Records from a collection:
------------------------

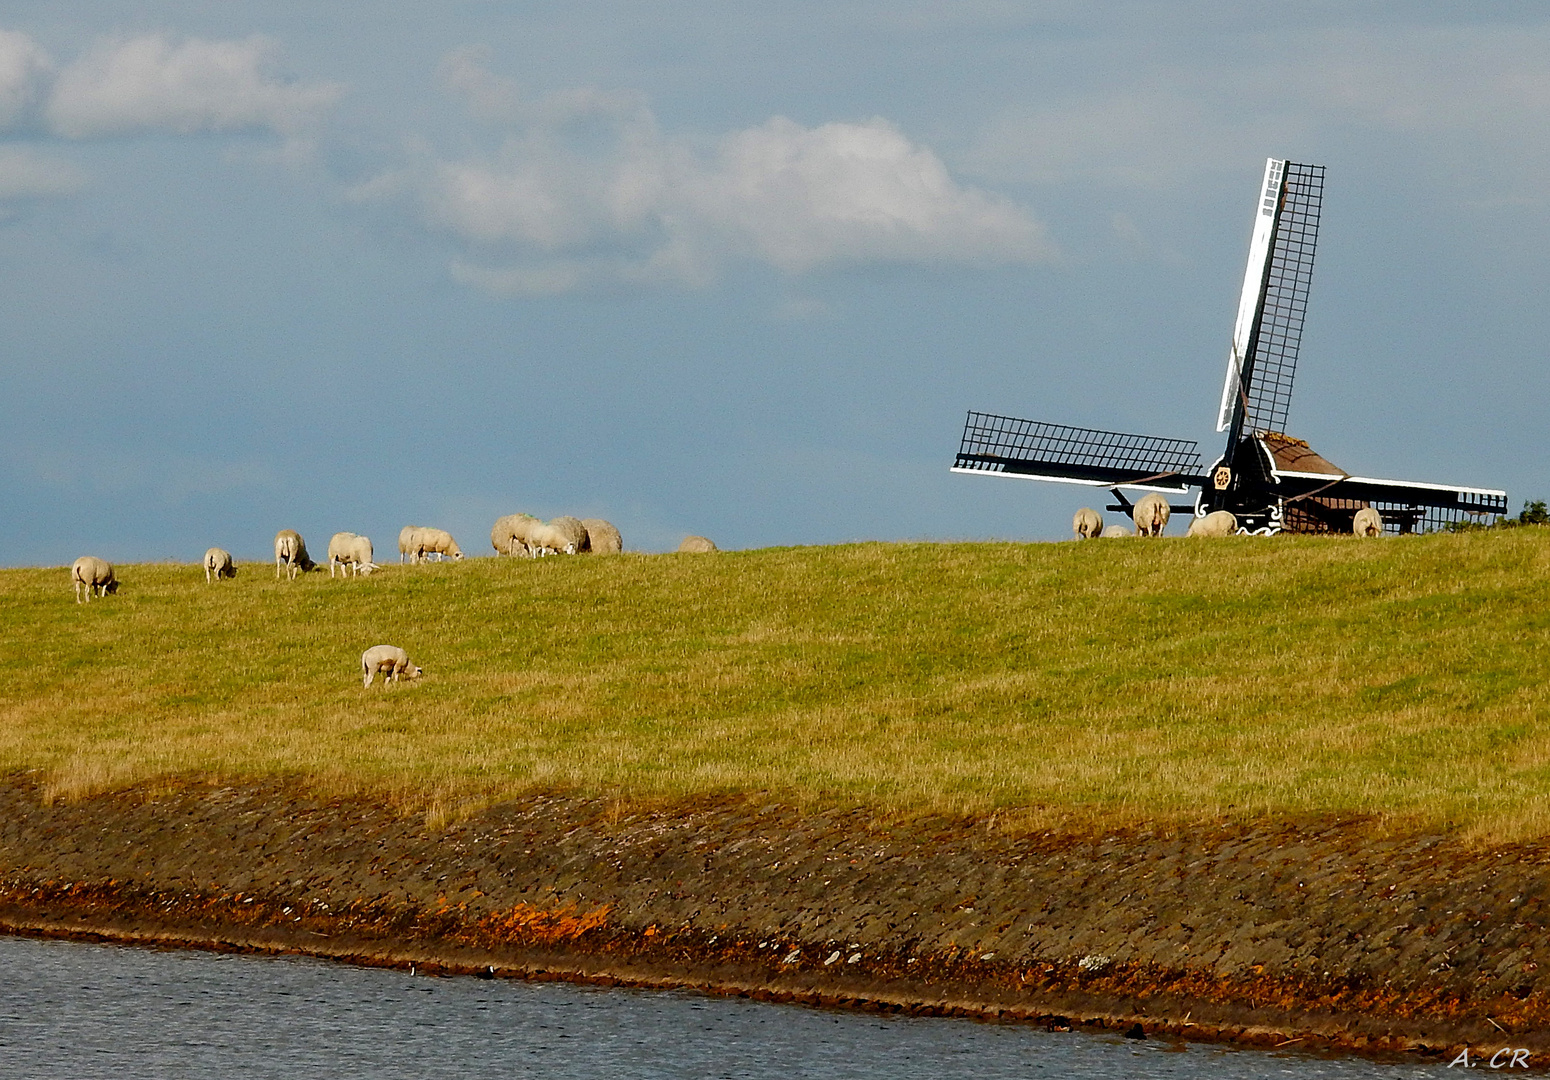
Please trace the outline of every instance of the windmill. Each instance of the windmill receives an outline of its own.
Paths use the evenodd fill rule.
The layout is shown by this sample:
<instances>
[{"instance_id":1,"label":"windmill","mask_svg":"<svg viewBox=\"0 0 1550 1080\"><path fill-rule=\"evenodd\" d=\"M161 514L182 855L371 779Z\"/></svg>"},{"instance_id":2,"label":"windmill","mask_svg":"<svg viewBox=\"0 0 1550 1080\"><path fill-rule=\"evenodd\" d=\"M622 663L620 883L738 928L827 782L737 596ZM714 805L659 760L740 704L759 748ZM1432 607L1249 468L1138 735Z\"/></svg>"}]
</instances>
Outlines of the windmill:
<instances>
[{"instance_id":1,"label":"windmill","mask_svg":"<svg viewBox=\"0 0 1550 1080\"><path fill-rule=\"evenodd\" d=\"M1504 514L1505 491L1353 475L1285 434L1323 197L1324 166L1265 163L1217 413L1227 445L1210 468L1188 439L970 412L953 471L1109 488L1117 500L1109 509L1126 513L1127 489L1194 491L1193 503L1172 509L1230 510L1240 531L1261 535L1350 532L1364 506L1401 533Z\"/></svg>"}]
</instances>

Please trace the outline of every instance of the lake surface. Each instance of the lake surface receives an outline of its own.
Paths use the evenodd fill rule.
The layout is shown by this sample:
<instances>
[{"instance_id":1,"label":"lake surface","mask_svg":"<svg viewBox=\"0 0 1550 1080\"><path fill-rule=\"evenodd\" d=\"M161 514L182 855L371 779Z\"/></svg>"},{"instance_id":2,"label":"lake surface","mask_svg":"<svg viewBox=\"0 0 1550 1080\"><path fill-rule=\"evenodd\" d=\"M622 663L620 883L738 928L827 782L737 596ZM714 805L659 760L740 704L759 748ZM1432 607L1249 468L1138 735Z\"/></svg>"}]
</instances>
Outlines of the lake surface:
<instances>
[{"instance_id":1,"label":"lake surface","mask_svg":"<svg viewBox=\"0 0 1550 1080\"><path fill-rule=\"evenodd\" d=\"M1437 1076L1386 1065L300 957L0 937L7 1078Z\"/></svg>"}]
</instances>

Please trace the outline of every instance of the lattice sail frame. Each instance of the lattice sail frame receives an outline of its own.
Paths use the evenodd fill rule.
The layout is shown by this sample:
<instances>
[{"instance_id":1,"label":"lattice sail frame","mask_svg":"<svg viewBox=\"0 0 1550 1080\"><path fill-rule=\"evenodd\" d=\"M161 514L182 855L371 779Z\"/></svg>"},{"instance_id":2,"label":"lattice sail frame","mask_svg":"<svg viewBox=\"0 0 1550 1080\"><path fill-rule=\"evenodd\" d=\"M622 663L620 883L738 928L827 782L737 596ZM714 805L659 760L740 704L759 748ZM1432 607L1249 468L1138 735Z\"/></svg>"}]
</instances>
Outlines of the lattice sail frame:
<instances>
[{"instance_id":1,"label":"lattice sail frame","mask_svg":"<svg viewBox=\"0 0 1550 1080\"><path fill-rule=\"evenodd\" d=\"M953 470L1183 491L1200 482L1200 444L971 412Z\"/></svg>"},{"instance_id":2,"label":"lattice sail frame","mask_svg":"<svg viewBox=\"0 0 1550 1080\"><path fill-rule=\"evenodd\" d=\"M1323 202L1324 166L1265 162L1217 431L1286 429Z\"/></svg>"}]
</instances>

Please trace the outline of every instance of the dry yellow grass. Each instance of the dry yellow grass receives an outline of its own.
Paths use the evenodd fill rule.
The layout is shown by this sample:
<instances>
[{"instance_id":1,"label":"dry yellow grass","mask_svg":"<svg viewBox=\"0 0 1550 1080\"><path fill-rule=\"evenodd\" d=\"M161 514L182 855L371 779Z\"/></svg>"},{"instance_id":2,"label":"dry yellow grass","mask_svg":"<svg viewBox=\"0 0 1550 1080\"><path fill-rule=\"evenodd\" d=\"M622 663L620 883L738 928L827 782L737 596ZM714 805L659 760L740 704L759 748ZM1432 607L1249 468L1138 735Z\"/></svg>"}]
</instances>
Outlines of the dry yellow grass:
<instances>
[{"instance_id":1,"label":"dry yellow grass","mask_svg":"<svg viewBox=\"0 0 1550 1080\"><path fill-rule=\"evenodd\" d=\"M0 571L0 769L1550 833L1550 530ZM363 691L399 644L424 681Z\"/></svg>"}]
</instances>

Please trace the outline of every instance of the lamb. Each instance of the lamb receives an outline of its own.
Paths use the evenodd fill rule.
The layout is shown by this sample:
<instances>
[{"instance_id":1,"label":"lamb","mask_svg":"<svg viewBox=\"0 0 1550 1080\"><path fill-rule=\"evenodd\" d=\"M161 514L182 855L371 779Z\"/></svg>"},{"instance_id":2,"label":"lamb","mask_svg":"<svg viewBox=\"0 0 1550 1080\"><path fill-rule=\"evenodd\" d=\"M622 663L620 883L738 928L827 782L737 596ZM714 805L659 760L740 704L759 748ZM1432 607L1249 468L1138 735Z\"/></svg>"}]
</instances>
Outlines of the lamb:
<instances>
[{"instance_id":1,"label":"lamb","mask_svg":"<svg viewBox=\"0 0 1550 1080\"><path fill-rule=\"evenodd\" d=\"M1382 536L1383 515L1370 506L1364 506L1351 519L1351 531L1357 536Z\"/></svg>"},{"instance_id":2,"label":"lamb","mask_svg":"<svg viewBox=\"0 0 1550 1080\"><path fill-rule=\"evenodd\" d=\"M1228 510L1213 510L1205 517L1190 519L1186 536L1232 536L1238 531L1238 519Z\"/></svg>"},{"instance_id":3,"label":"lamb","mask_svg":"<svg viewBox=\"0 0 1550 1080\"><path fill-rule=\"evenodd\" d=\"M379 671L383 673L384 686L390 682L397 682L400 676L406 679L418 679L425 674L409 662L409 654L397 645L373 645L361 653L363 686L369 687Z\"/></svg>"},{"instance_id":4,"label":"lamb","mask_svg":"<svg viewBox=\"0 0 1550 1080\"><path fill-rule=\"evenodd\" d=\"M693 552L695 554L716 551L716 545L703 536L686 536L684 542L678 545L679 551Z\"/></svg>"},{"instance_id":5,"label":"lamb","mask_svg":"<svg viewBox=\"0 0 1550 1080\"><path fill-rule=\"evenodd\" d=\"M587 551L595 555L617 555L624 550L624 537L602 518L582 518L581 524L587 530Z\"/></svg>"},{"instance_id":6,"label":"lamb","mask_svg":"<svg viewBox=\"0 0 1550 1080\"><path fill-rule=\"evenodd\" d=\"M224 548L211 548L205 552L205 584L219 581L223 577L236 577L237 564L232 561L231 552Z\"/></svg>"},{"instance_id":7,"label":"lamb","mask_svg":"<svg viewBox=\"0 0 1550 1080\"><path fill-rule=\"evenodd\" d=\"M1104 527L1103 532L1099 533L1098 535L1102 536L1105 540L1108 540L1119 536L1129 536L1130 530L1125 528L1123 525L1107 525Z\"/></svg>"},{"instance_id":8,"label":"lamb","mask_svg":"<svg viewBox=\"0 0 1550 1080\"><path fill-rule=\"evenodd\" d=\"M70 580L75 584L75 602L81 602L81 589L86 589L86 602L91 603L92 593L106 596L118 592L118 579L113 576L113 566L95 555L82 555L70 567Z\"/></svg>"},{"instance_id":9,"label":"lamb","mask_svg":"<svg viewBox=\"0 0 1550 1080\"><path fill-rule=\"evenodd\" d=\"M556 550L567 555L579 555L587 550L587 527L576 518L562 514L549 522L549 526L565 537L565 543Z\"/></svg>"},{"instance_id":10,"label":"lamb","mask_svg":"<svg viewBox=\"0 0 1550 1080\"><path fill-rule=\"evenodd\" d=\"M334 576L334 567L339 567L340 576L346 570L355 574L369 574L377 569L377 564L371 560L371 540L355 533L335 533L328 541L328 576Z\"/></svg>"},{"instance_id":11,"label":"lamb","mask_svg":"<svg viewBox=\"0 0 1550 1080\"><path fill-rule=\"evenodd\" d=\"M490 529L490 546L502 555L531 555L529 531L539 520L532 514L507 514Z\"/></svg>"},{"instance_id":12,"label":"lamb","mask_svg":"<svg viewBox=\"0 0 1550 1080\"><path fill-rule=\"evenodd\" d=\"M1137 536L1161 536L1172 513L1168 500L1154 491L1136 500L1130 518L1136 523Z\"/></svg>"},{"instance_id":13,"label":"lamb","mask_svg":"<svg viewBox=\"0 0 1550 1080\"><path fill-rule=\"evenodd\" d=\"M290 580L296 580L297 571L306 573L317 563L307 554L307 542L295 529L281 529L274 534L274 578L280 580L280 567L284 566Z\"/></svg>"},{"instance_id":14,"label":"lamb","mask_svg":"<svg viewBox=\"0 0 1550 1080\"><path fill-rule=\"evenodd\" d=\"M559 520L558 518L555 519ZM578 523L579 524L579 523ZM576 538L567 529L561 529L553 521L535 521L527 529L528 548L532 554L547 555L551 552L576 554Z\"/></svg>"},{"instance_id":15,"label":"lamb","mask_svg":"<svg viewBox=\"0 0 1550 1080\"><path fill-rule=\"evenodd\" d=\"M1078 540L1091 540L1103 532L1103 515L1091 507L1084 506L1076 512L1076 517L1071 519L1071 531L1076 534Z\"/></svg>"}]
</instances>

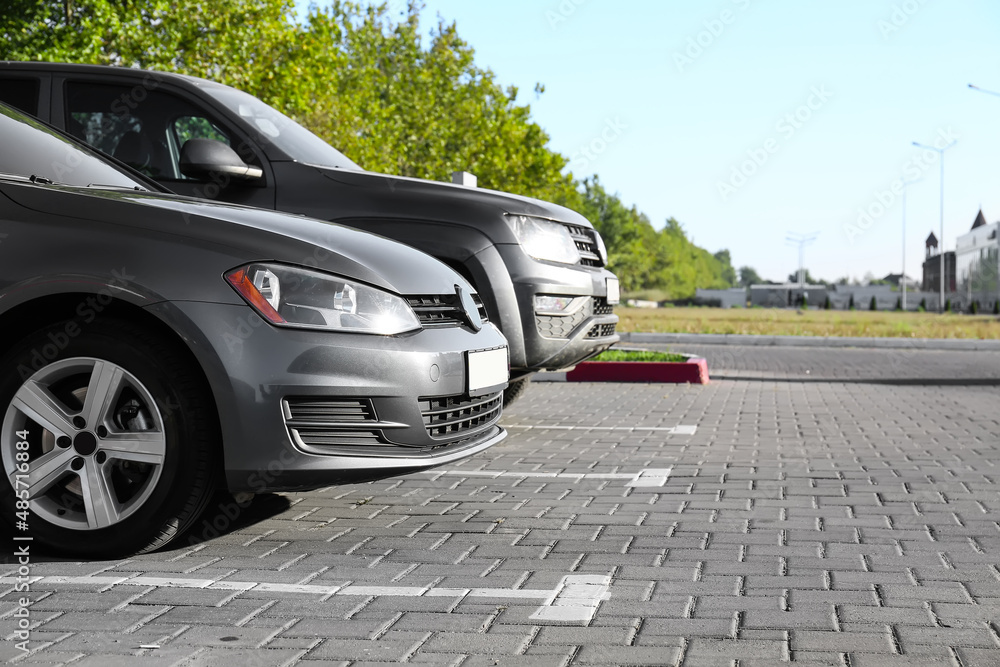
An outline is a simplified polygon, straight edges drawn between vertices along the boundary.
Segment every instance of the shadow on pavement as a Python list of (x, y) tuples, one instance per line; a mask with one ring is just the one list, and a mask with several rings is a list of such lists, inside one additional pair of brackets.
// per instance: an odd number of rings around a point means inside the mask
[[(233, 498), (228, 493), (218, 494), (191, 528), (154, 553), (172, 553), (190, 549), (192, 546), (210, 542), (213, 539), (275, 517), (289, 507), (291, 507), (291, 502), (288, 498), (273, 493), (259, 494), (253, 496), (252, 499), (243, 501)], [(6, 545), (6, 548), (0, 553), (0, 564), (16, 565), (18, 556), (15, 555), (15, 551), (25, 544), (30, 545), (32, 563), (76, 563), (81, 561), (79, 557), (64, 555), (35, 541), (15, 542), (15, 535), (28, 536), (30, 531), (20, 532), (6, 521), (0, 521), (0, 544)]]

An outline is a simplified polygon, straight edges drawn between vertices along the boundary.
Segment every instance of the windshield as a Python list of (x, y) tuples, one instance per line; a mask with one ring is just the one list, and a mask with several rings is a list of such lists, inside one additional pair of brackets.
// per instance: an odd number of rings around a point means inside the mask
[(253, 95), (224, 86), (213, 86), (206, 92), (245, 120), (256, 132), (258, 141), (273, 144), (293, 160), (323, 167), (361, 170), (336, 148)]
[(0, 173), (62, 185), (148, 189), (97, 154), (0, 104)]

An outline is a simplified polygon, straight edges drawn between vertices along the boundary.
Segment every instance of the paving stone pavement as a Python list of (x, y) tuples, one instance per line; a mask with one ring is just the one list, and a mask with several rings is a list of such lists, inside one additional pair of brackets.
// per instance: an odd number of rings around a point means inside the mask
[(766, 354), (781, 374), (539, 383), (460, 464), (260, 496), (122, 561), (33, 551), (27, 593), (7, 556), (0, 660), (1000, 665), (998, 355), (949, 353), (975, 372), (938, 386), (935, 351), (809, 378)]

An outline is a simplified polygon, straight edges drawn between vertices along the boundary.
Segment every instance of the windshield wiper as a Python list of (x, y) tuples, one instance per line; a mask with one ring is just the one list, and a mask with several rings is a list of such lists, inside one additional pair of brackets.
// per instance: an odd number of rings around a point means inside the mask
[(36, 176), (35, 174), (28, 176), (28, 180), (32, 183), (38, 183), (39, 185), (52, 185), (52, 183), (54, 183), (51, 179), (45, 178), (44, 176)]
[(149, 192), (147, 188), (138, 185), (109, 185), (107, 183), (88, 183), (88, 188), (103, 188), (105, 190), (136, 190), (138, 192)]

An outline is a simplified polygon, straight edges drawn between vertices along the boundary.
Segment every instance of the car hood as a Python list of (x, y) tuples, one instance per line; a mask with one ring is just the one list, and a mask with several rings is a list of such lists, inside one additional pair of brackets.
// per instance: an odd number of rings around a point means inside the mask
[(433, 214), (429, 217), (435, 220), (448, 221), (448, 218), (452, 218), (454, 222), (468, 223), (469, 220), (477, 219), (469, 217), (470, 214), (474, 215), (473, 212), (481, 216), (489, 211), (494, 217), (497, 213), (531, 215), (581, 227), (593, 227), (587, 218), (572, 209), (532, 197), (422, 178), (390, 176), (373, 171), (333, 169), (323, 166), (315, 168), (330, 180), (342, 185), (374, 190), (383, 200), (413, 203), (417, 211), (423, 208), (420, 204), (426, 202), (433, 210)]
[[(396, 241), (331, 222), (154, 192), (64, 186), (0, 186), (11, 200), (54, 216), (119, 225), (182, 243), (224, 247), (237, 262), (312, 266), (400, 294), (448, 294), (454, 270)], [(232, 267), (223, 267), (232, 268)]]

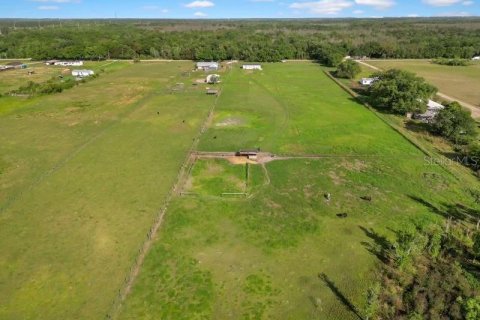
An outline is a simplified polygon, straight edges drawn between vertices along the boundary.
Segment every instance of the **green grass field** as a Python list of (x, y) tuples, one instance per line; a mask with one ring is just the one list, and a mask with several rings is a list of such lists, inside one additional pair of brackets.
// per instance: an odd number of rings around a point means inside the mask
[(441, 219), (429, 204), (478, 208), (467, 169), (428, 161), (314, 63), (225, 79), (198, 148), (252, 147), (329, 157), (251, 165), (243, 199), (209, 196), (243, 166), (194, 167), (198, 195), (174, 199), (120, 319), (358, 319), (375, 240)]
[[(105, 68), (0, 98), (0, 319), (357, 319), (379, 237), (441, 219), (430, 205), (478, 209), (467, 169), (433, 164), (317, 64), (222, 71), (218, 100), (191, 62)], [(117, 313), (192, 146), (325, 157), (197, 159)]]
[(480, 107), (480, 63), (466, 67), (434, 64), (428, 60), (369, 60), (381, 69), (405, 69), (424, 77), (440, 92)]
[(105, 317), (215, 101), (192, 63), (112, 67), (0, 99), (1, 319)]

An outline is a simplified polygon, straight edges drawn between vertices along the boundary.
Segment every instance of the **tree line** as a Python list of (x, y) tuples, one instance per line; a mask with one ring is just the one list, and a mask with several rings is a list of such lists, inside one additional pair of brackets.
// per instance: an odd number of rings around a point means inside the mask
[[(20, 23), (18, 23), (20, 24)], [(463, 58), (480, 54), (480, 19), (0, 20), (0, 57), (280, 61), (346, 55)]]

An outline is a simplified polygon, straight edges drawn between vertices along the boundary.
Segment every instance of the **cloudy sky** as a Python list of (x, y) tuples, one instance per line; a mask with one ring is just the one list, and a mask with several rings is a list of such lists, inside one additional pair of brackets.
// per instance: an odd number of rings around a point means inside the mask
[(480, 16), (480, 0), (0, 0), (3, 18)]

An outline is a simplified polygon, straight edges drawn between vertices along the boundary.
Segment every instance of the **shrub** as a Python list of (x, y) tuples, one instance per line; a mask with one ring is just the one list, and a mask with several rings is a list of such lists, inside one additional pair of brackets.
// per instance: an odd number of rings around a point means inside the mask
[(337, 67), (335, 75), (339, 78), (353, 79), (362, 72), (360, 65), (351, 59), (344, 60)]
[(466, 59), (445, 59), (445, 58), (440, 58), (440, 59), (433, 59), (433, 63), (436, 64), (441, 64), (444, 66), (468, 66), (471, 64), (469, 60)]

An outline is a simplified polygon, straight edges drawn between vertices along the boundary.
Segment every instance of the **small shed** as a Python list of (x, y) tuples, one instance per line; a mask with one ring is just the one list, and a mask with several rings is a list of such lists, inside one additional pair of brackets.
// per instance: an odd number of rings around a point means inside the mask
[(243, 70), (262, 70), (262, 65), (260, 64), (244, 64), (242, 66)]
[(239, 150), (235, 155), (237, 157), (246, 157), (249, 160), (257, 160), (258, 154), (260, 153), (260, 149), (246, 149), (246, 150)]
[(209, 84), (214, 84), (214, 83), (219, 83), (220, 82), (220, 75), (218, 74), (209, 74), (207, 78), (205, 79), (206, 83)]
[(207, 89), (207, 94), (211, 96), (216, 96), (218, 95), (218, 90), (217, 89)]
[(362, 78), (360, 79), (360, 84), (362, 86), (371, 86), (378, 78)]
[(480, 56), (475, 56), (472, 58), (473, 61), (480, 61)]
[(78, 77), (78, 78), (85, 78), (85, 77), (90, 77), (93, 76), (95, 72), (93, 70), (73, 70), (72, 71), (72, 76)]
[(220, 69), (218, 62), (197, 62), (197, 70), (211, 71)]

------------------------

Looking at the data above, count each line that holds the word "receives" and report the count alone.

RESPONSE – 5